# Task item
Repeat exactly the lines from the one containing "Mark a point on each instance of the shredded" through the last line of the records below, both included, and nothing else.

◇ ◇ ◇

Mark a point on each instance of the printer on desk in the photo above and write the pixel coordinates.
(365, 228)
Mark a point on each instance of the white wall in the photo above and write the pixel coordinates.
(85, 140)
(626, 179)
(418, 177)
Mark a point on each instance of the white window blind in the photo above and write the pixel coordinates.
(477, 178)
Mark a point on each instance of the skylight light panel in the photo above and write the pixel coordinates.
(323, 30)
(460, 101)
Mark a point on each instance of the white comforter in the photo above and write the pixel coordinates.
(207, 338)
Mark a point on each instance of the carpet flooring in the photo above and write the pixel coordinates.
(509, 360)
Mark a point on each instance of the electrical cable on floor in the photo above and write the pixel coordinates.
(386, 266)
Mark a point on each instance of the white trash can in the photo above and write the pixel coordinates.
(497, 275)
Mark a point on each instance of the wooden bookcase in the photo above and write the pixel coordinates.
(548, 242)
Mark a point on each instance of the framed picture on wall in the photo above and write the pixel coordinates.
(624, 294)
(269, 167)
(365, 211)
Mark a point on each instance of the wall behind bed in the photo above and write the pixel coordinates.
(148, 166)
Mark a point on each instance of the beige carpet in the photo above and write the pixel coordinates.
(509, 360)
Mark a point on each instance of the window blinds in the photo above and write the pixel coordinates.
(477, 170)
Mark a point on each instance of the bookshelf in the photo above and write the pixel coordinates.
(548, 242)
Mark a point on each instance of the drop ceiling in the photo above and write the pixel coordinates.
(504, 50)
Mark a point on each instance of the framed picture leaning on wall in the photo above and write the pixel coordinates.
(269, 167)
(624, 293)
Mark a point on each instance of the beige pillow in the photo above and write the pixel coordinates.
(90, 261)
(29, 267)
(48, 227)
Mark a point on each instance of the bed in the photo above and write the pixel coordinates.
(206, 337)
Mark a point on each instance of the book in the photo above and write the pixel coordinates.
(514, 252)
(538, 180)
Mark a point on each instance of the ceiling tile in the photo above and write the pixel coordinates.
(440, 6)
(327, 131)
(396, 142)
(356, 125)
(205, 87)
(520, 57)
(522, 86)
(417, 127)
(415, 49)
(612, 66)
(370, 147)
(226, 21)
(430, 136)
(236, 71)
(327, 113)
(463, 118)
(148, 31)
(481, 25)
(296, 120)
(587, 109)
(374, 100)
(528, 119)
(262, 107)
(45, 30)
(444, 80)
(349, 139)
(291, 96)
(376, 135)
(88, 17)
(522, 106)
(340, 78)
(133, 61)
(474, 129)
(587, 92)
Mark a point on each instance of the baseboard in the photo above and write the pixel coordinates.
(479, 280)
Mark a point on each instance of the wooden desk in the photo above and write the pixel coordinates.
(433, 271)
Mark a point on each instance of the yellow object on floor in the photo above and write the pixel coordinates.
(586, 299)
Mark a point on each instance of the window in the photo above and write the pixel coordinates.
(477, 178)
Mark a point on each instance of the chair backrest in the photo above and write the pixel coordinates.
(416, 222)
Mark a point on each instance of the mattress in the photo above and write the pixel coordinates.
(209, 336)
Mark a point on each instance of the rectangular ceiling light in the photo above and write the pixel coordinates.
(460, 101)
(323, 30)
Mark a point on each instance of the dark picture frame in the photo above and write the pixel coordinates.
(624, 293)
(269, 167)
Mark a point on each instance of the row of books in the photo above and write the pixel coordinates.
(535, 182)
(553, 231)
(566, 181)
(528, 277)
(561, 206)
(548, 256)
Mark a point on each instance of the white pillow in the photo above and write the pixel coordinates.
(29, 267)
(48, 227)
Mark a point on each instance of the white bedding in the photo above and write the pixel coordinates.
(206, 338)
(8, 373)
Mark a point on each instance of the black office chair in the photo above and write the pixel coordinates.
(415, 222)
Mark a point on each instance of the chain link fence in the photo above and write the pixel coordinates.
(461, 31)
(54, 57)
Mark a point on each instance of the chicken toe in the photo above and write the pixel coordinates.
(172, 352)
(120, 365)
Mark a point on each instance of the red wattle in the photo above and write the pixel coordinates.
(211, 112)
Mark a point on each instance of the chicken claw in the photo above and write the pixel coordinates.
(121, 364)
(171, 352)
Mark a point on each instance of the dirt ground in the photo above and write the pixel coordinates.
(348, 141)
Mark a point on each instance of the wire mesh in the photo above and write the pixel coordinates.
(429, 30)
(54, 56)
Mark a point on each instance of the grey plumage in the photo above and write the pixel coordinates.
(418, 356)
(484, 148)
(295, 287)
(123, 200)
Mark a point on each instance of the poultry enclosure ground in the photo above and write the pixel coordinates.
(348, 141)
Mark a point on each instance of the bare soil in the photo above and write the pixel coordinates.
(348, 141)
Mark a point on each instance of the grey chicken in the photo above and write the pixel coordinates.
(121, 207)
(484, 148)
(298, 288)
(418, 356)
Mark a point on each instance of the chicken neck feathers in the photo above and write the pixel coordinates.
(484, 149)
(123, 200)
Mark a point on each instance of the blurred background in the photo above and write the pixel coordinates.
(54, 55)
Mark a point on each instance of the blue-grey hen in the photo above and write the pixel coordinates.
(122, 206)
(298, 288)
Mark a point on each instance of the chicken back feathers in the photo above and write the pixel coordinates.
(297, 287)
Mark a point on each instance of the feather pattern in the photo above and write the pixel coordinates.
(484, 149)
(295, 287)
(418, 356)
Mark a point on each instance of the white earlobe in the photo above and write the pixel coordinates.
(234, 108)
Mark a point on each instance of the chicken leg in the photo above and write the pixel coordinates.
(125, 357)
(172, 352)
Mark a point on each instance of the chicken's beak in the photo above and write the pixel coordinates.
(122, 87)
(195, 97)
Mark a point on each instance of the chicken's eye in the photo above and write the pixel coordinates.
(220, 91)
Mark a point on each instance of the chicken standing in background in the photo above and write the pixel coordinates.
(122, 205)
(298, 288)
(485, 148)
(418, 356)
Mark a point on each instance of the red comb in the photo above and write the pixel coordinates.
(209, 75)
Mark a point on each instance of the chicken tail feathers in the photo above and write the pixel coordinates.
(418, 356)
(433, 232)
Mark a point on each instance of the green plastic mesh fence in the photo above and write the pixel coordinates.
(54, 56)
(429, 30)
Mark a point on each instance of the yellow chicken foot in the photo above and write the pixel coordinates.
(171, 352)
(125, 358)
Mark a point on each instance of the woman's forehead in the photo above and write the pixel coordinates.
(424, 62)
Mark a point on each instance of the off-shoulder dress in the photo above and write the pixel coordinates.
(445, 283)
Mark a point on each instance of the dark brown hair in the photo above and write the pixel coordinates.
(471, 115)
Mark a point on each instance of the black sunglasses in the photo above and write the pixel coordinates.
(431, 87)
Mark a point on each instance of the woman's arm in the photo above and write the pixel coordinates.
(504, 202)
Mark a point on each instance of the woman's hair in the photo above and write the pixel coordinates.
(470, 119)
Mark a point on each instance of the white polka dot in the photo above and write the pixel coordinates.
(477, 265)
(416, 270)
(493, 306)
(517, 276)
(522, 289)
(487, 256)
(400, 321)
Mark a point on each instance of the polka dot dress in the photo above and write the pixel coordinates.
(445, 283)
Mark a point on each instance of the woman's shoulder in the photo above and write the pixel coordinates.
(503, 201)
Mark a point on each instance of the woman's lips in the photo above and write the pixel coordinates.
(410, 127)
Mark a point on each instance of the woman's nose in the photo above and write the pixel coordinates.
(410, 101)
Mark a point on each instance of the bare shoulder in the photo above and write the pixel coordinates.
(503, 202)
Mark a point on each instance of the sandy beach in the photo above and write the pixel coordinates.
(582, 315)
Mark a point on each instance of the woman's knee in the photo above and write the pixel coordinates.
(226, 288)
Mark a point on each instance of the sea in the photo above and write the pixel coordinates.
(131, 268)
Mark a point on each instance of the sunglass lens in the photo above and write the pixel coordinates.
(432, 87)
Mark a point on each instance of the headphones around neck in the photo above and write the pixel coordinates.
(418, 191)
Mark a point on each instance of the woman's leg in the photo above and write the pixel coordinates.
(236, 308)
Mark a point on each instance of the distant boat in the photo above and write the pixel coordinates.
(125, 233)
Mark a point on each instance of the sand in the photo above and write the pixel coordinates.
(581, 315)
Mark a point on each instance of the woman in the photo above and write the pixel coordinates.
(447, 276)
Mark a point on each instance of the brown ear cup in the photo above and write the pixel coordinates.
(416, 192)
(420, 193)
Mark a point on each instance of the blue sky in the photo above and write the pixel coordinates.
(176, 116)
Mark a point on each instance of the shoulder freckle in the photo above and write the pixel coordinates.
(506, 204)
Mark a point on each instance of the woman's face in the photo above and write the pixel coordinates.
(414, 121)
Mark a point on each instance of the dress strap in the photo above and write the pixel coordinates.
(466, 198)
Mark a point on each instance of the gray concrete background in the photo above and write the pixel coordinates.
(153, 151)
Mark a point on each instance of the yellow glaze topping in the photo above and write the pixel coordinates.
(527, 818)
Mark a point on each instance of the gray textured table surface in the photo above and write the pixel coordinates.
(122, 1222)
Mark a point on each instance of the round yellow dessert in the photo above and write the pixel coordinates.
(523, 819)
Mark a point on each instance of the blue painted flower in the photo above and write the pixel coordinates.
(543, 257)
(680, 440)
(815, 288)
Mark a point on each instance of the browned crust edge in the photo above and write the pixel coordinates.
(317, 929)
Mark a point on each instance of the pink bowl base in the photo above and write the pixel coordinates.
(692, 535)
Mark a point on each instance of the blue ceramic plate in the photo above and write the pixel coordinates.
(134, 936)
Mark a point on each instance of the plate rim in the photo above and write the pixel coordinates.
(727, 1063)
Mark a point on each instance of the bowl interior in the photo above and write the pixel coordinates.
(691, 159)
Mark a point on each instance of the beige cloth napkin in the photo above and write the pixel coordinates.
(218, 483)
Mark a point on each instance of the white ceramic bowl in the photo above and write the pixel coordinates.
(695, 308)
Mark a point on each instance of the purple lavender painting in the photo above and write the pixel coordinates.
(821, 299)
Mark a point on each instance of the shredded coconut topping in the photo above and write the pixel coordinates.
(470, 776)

◇ ◇ ◇

# Output of the task
Mark a point on each instance of the shredded coconut topping in the photo above and write the pixel coordinates.
(470, 776)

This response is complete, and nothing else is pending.